(Collection entries)

'''

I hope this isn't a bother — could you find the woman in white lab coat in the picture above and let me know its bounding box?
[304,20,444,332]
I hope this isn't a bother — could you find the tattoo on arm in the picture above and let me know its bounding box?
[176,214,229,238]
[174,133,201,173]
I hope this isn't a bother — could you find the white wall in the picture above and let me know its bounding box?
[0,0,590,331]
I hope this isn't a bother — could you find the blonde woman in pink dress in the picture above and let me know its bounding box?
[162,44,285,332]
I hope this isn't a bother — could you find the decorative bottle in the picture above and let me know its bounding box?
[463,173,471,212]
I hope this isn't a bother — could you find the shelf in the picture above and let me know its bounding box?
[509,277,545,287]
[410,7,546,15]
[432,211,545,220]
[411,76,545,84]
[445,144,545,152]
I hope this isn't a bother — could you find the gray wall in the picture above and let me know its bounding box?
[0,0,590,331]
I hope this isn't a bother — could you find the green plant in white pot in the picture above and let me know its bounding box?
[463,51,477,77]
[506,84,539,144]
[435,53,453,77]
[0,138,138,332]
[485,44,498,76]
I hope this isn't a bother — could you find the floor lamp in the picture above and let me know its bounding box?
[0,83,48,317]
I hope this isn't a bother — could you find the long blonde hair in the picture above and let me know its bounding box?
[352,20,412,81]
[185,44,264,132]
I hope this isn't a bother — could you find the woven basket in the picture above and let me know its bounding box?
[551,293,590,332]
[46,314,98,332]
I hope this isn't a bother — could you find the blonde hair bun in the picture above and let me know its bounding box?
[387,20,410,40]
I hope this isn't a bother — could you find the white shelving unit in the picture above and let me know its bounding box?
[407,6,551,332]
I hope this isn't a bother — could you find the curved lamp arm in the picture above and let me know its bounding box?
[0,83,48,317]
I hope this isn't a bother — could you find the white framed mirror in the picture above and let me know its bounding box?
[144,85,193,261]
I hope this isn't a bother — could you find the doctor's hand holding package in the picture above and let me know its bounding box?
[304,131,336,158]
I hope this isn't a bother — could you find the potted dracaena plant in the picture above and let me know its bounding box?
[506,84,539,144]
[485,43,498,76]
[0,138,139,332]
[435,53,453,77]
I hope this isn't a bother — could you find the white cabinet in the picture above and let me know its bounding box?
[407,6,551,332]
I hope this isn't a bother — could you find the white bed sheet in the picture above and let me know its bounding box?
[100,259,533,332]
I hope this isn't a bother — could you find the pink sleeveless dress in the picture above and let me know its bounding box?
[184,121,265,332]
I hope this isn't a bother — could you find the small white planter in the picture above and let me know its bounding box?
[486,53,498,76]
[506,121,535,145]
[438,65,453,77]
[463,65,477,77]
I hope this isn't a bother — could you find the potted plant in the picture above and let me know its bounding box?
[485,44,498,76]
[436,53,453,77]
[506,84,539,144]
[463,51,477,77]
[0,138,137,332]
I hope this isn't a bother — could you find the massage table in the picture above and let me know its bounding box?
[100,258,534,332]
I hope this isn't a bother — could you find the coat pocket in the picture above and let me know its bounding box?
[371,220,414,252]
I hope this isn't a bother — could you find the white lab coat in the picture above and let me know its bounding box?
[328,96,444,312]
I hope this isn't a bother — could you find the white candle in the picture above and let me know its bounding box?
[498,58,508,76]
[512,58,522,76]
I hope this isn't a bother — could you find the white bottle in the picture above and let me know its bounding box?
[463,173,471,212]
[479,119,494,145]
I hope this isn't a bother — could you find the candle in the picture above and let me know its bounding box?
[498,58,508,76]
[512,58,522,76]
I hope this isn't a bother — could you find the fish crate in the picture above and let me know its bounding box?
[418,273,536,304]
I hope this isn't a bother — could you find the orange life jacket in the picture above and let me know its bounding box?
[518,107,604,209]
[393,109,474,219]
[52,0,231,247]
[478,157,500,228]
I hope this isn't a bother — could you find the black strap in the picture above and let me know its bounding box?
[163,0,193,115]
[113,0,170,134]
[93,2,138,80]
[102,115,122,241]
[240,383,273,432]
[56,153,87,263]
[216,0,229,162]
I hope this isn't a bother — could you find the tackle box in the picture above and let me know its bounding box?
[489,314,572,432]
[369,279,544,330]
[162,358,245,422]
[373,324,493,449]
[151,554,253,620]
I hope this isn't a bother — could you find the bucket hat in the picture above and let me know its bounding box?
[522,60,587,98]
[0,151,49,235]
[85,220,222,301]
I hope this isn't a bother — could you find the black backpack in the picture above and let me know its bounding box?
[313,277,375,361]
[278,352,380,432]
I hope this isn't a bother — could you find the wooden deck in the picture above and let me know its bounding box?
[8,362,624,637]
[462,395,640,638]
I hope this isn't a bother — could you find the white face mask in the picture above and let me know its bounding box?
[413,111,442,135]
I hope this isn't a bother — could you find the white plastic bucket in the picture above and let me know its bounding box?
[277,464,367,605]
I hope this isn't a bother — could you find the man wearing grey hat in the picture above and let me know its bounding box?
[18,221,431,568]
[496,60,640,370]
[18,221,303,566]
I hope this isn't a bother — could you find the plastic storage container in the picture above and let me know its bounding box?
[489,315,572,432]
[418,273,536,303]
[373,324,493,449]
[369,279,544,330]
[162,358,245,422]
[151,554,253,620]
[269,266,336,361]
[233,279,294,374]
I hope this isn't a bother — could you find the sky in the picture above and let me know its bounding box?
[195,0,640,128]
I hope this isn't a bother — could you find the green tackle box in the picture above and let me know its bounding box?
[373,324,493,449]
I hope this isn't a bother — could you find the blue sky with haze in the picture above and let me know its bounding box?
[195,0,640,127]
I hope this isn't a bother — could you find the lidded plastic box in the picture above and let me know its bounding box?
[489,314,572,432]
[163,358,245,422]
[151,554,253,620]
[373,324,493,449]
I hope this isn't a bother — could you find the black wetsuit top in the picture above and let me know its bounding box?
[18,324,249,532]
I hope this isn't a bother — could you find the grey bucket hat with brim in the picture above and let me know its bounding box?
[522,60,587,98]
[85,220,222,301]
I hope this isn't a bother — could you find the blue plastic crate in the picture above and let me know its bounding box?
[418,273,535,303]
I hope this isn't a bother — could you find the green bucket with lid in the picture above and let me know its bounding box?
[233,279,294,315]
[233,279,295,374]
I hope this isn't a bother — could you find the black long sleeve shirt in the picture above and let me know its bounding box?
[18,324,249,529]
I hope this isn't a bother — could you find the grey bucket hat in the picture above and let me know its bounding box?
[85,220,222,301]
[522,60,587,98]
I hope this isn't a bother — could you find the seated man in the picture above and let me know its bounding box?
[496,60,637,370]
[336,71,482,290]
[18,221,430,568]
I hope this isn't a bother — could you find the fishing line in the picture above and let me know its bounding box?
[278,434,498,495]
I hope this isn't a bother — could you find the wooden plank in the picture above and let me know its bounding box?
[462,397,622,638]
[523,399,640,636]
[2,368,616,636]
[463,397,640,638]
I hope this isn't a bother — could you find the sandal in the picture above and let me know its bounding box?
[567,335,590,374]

'''

## DIRECTIONS FOR THIS TASK
Repeat the records above exactly, leaving none out.

## SOLUTION FOR THIS EXERCISE
I hope this isn't a bother — could you find the woman in white lab coat in the picture above and let me know its bounding box?
[304,20,444,332]
I hope this isn't a bother — could you find the tattoo on arm in the picture above and let me know its bounding box?
[176,214,229,238]
[174,133,201,173]
I hope this isn't a bother — could you find the white wall in the picture above and let me know its bounding box?
[0,0,590,331]
I hope this isn't a bother — could you find the blonde woman in pink dress in the picture above and let me know its bounding box?
[162,44,285,332]
I hope this isn't a bother — could you find the decorative bottle in the picture above and let me know its bounding box?
[463,173,471,212]
I hope this isn't a bother — could you find the shelf in the picture above and let me know its bounding box?
[509,277,545,287]
[410,7,546,15]
[432,211,545,220]
[411,76,545,84]
[445,144,545,152]
I hope this isn't a bother — could you find the gray wall in the picture above and let me know its bounding box?
[0,0,590,331]
I hope this isn't a bother — could you find the green plant in white pot in the picture above and let me know its bounding box?
[463,51,477,77]
[506,84,539,144]
[435,53,453,77]
[0,138,138,332]
[485,44,498,76]
I hope this isn't a bother — could you find the floor lamp in the picture above and let me know its bounding box?
[0,83,48,317]
I hope this isn't a bother — could you find the long blonde hair in the picture above and let me know its bounding box?
[352,20,412,81]
[185,44,264,132]
I hope this isn't a bother — could you find the woven basket in the picture above and let me know its bounding box?
[551,293,590,332]
[46,314,98,332]
I hope this isn't a bother — could you find the blonde hair bun in the picture above and let me know its bounding box?
[387,20,410,40]
I hope this isn't a bother — could you find the white shelving unit in the picture above and let me know its bounding box?
[407,6,551,332]
I hope this isn't a bother — could you find the curved lamp arm in the picture above and let me know its bounding box?
[0,83,48,317]
I hope this isn't a bother — could you find the white framed mirror in the picture above and let me know its bounding box?
[144,85,193,261]
I hope this isn't a bother — could you find the doctor's hand holding package in the picture above and let me know its bounding box?
[304,131,336,158]
I hope this isn't a bother — could you find the potted dracaena plant in the picture above and let me know its bounding box?
[506,84,539,144]
[485,43,498,76]
[0,138,139,332]
[435,53,453,77]
I hope this isn't a bother — could you find the white cabinet in the picture above and let me know its bounding box?
[407,6,551,332]
I hope this isn't a bother — could you find the white bed sheet in the picture above and let me know its bounding box?
[100,259,533,332]
I hope this isn't a bother — could you find the pink sleeveless dress in the picture above and let me know its bounding box?
[184,121,265,332]
I hope this isn't a bother — could you find the small white planter in the picture above and let me know its bounding box?
[486,53,498,76]
[506,121,535,145]
[438,65,453,77]
[463,65,477,77]
I hope this isn't a bother — could you find the potted plant in the picture above and let me know its bounding box?
[485,44,498,76]
[436,53,453,77]
[506,84,539,144]
[463,51,477,77]
[0,138,137,332]
I hope this isn't a bother — could you find the massage table in the picture above and let me know its bounding box?
[100,258,534,332]
I hope this isn't a bother — could you find the coat pocket in the picture above and let me know its bounding box?
[371,220,414,252]
I hope this isn't a bother — could you find the white lab coat in the picture above and let me know its bounding box?
[328,96,444,312]
I hope this isn't a bother — could you find the white candle in the picture above and let me know its bounding box?
[498,58,508,76]
[512,58,522,76]
I hope this isn't a bother — could you find the white bottle in the picture above and let me know its bounding box?
[463,173,471,212]
[479,119,494,145]
I hope this isn't a bother — could you find the candle in the picture above and let me know its bounding box?
[498,58,508,76]
[512,58,522,76]
I hope this isn't a bother — could you find the fish crate in the picture above and let me know its bounding box?
[418,273,536,304]
I hope this isn't a bother — could you find the orange life jacket in the picture above and let me know its bounding box?
[518,107,604,209]
[393,109,474,219]
[52,0,231,247]
[478,157,500,228]
I hope this isn't a bother — could you find the black strap in the picture above and let me know its bounding box?
[163,0,193,115]
[113,0,170,134]
[93,2,138,80]
[102,115,122,241]
[240,383,273,432]
[56,153,87,263]
[216,0,229,162]
I hope this isn't a bother — could you find the tackle box in the picture above and let me know its bounding box?
[489,314,572,432]
[369,279,544,330]
[162,358,245,422]
[373,324,493,449]
[151,554,253,620]
I hope this isn't a bother — could you find the bucket hat in the picture above and let me know its bounding box?
[522,60,587,98]
[0,151,49,235]
[85,220,222,301]
I hope this isn't a bother — could you find the black backpack in the picture above and let me know its bounding box?
[313,277,375,361]
[278,352,380,432]
I hope this isn't a bother — could you find the wooden deck in the picture above and let me know its bounding box?
[8,362,624,637]
[462,395,640,638]
I hope this isn't a bother — could you find the white face mask in the picture above and let me know its bounding box?
[413,111,442,135]
I hope this isn't a bother — could you find the white plastic bucket in the picture above and let me know its bounding box?
[277,464,367,605]
I hope this isn't a bother — could you find the man wearing grey hat in the picture above and let me know its bounding box?
[18,221,431,568]
[496,60,640,370]
[18,221,303,566]
I hope this isn't a bother — could you find the plastic storage container in the picture above and let me know its bounding box?
[489,315,572,432]
[418,273,536,303]
[373,324,493,449]
[369,279,544,330]
[162,358,245,422]
[151,554,253,620]
[269,266,336,361]
[233,279,294,374]
I hope this isn't a bother — could you find the sky in the picture above and let me know its bounding box?
[195,0,640,128]
I hope this isn't a bother — could you find the green tackle box in the picture above and let me know its bounding box?
[373,324,493,449]
I hope this isn't a bother — could you find the blue sky with haze in the picture above and let me know its bounding box?
[195,0,640,127]
I hope this isn't a bother — could you find the lidded plastic box in the picture above and let me know its bounding box?
[489,314,572,432]
[163,358,245,422]
[151,554,253,620]
[373,324,493,449]
I hope this isn't a bother — could you find the black wetsuit top in the picture above and let me know its bounding box?
[18,324,249,532]
I hope this isn't a bother — could you find the grey bucket hat with brim in the picture above and let me know its bounding box?
[522,60,587,98]
[85,220,222,301]
I hope this isn't a bother — could you find the blue plastic crate in the picture above and let me know its bounding box?
[418,273,535,303]
I hope this isn't a bother — could you find the green bucket with lid in the picture above and let me know its bounding box?
[233,279,294,315]
[233,279,295,374]
I hope this isn't a bother — could you find the black long sleeve shirt in the picture above and let me know its bounding box?
[18,324,249,529]
I hope this isn't a bother — could you find the grey bucket hat in the picture above and let me know its bounding box?
[85,220,222,301]
[522,60,587,98]
I hope this isn't a bother — could you find the seated man in the picture above and let me know its bounding box?
[496,60,637,370]
[336,71,482,290]
[18,221,430,568]
I hope this isn't a bother — could you find the fishing line in the picture above and let me know its bounding box?
[278,434,498,495]
I hope this isn't a bother — could you find the wooden plank in the picture above and let me know its bounding box?
[462,397,622,638]
[523,399,640,636]
[2,368,616,636]
[463,397,640,638]
I hope this isn't a bother — could you find the sandal in the picture above and let me know its bounding box?
[567,335,590,374]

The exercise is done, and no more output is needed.